Exercise:
Find the line containing "formatted like (286,294)", then print it and each line after it through the end of the listing exactly, with no pictures.

Given data:
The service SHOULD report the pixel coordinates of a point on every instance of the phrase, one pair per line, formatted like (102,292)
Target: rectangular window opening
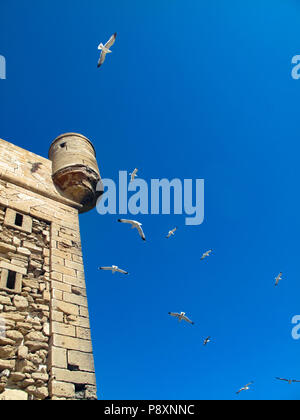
(19,220)
(11,280)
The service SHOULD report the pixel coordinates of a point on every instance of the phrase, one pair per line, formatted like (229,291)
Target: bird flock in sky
(180,316)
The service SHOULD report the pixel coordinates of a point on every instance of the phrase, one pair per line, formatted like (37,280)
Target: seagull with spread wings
(245,388)
(135,225)
(133,174)
(171,232)
(181,317)
(206,341)
(290,381)
(278,278)
(206,254)
(113,269)
(105,49)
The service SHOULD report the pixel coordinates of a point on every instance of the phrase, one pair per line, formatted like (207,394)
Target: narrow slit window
(11,280)
(19,220)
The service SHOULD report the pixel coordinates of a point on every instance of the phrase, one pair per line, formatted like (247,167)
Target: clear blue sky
(193,89)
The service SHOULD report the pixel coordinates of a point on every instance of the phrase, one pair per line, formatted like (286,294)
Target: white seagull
(135,225)
(290,381)
(133,174)
(181,317)
(278,278)
(206,254)
(171,232)
(206,341)
(105,49)
(113,269)
(245,388)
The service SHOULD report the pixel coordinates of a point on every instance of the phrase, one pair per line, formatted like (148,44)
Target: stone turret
(46,348)
(75,172)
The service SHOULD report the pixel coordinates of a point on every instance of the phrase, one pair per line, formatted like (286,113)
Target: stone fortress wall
(45,342)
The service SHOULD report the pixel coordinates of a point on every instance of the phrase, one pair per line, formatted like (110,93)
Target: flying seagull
(133,174)
(171,232)
(290,381)
(206,341)
(105,49)
(134,225)
(113,269)
(206,254)
(278,278)
(181,317)
(245,388)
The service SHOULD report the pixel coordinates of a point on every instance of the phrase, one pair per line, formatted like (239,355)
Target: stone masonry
(45,342)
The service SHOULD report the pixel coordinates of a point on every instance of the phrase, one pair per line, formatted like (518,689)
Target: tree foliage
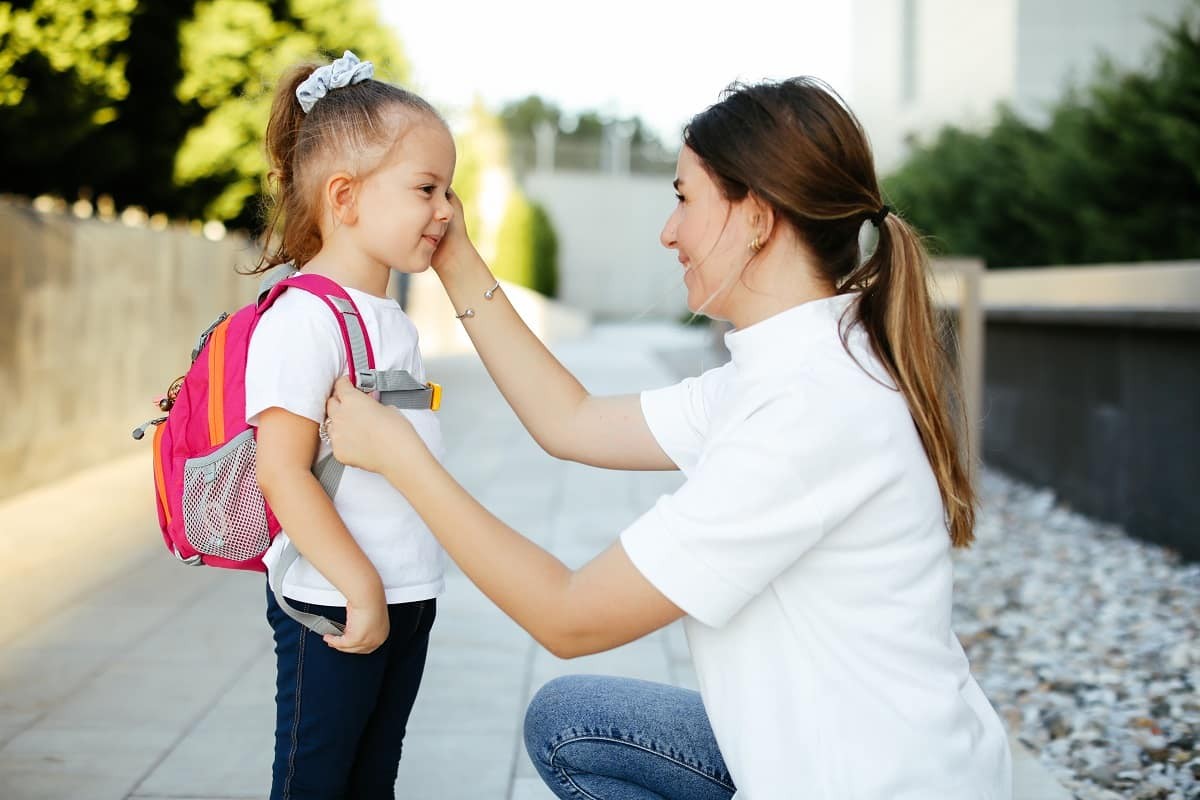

Reply:
The service SHOULD report the pixel coordinates of a point on every instance of the phrase, one pair per line, formatted like (286,294)
Target: white seagull
(135,225)
(290,381)
(133,174)
(181,317)
(278,278)
(206,254)
(171,232)
(206,341)
(105,49)
(113,269)
(245,388)
The service SHOULD report the pixel coordinates of a point on every instance of the phrase, one pair per line, formatted like (148,44)
Target: stone turret
(46,348)
(75,172)
The service SHOULD report the pixel coordinates of a point on every instance of the phrase, one pair per line, formatted like (286,113)
Target: stone fortress wall
(45,342)
The service SHOULD report the pixel coordinates of a point on every instance of the phrase, one pair per line, formatted like (110,93)
Target: flying seagull
(133,174)
(171,232)
(290,381)
(206,341)
(105,49)
(134,225)
(113,269)
(206,254)
(278,278)
(181,317)
(245,388)
The service SHOULD report the pixel coordinates of a point on every instance of the phrase, one pair per line, formatted like (239,355)
Target: stone masonry
(45,342)
The service SHOULD report the pixel coordinates of a point on every instance of the phrase, one pair per line, formatted like (518,689)
Target: tree foliage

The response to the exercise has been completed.